▶ INSTRUCTIONS
1 - In what year did Terry Hargrave join the Cal Poly faculty, according to the faculty profile below?
2 - Summarize the faculty profile of Terry Hargrave below in two sentences.
3 - Please resume the Terry Hargrave faculty profile below, picking up after its final sentence.

▶ TEXT BLOCK
====

Terry Hargrave

Photo of Terry Hargrave

Position Emeritus Professor
Email thargrav@calpoly.edu
Web Page http://www.calpoly.edu/~thargrav/

Profile

Terry Hargrave received his B.ArcE at Washington State University in 1965. He earned the M.Arch from the Massachusetts Institute of Technology in 1978, following architectural solo and group practice in Seattle and Spokane. He has been on the Cal Poly faculty since 1978, teaching design studios every term as well as theory, drawing, painting, video and practice courses. He has also taught at Washington State University and the University of Idaho. Hargrave’s design studios cultivate critical thinking and generative strategies in a context driven by studies in visual culture, contemporary philosophy and post-modern poetics. His focus on the student’s collaborative and solo exploration of critical topics has influenced a generation of architects throughout California and internationally at Morphosis, Eric Own Moss, OMA, Diller+Scofidio, Frank Gehry, and [coop]Himmelblau.

====

▶ SUPPLIED DATA
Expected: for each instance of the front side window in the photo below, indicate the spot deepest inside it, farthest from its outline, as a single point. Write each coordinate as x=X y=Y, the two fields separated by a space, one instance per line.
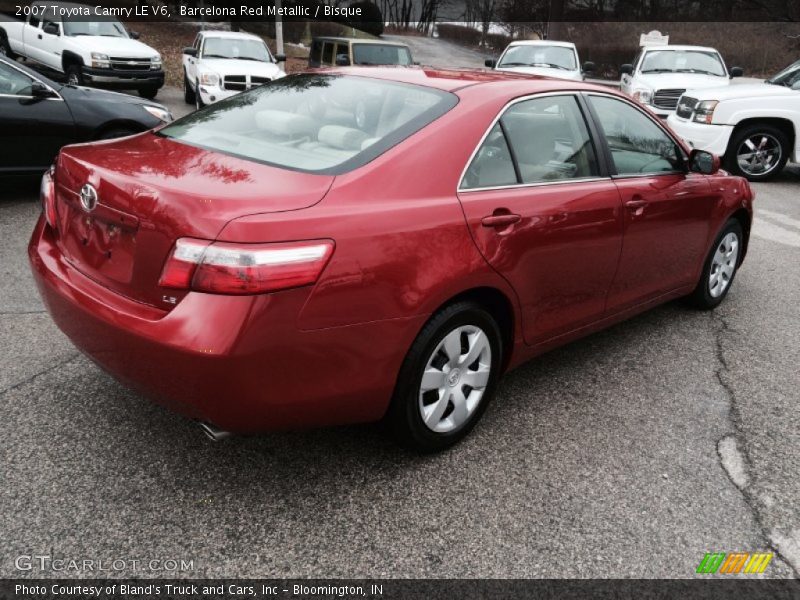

====

▶ SOLVED PROBLEMS
1 - 1978

2 - Terry Hargrave, an emeritus professor, earned a B.ArcE from Washington State University in 1965 and an M.Arch from the Massachusetts Institute of Technology in 1978 after practicing architecture in Seattle and Spokane, and he has been on the Cal Poly faculty since 1978. His design studios cultivate critical thinking and generative strategies shaped by visual culture, contemporary philosophy and post-modern poetics, and his teaching has influenced a generation of architects in California and internationally.

3 -
Hargrave’s professional design practice include such projects as the Columbia Basin Fine Arts Building in Washington State; AIA award-winning schools in Ketchikan, Alaska; Washington Trust Bank, Spokane, which received an urban design award (AIA); Marlborough Elderly Housing,, Boston; and the Eades house, Seattle, an exemplar of Northwest Modernism. He contributed on a substantive level as project manager and design coordinator to AIA and ASAH award projects in Massachusetts, Washington and California. His architectural firm, SWAMP, focuses on small scale housing , with current projects on an island in Puget Sound, and in the central coast of California. As a designer and video artist he is a partner in Naxsmash Group, a critical practice collaborative with media artist Christina McPhee, producing time based and other media. He showed video at the Transport Gallery in LA (2005) contributing time based work to McPhee’s ‘Carrizo Diaries’ project. His net art collaborations for naxsmash include 47REDS*, an exploration of cyborg space through the texts of Italo Calvino’s Invisible CIties, which has shown in festivals internationally including FILE Sao Paulo (2002), and is archived at the Rose Goldsen Collection of New Media Art at Cornell University. His current interdisciplinary design projects include architectural work, artist’s books, and exhibition installations in New York, San Francisco and Los Angeles.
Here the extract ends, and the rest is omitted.